## Problem statement
From the news excerpt about Mr Aondoakaa's court case, print word for word the part that opens with the words containing "The Calabar division" and closes with "in December 2021.".

## Selected excerpt
Mr Aondoakaa, who was the AGF between 2007 and February 2010 during the late Umar Yar’Adua administration, argued in his fresh suit that the judgement barring him from public office was fraudulently obtained.

The Calabar division of the court in Cross River State, had in 2010, declared Mr Aondoakaa, a Senior Advocate of Nigeria (SAN), unfit to hold public office on account of his “abuse of powers” while he was the AGF.

The Court of Appeal affirmed the decision in September 2015, and lately by the Supreme Court in December 2021.

Mr Aondokaa’s fresh legal action came after the judgement he seeks to upturn has been affirmed by the Supreme Court.

The court decision was a fallout of a suit filed in 2009 by a politician, Emmanuel Obot, accusing Mr Aondoakaa of using his office to frustrate the legal process and enforcement of a court judgement given in his favour.

According to Mr Obot, the Court of Appeal restored his mandate to represent the Uyo Federal Constituency of Akwa Ibom State in the House of Representatives in the aftermath of the April 2007 general elections.

He said Mr Aondoakaa, however, deployed his office as the AGF to frustrate the enforcement of the judgement by writing letters to relevant authorities preventing him from being sworn into the House Representatives as ordered by the Court of Appeal.

He said Mr Aondoakaa’s actions were informed by his shared pecuniary interest with Bassey Etim, from whom the Court of Appeal’s judgement retrieved the House of Representatives seat.

Delivering judgement on Mr Obot’s suit on June 1, 2010, the judge, Adeniyi Ademola (now retired), ruled that Mr Aondoakaa was “not a competent, fit and proper person to hold office” with regards to the oaths of allegiance and office. He also awarded N50 million damages against him in favour of Mr Obot.

## Data listing
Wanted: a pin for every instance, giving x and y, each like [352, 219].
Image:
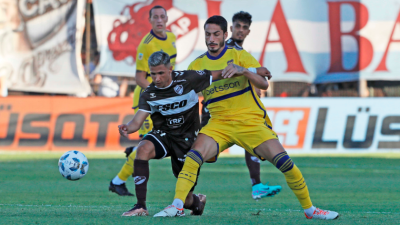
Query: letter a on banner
[382, 64]
[285, 38]
[364, 45]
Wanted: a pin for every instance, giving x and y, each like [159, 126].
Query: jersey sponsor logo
[139, 180]
[200, 72]
[290, 124]
[220, 88]
[182, 159]
[179, 73]
[175, 122]
[174, 105]
[178, 89]
[183, 80]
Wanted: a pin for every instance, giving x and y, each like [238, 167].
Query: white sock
[118, 181]
[310, 211]
[177, 203]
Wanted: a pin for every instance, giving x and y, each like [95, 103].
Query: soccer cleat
[171, 211]
[321, 214]
[121, 189]
[199, 210]
[137, 210]
[260, 191]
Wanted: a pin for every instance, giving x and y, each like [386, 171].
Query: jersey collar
[220, 54]
[166, 86]
[159, 38]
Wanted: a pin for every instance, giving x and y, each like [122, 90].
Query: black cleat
[200, 209]
[121, 189]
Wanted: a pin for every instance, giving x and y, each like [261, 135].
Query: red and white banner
[40, 43]
[309, 41]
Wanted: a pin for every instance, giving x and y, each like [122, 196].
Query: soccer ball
[73, 165]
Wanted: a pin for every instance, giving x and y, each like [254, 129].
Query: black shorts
[175, 146]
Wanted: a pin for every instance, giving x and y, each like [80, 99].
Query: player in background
[172, 101]
[237, 117]
[156, 40]
[240, 28]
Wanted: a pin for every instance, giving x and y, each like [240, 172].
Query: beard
[237, 40]
[221, 44]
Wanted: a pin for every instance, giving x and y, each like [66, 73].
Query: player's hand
[123, 130]
[262, 71]
[232, 70]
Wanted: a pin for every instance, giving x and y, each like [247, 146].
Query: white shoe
[171, 211]
[321, 214]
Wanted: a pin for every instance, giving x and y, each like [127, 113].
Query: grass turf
[364, 190]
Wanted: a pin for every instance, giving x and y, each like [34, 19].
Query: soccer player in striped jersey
[172, 101]
[156, 40]
[237, 117]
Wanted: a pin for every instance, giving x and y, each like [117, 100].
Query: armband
[253, 70]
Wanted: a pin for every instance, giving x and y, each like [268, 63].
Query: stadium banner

## Task result
The Calabar division of the court in Cross River State, had in 2010, declared Mr Aondoakaa, a Senior Advocate of Nigeria (SAN), unfit to hold public office on account of his “abuse of powers” while he was the AGF.

The Court of Appeal affirmed the decision in September 2015, and lately by the Supreme Court in December 2021.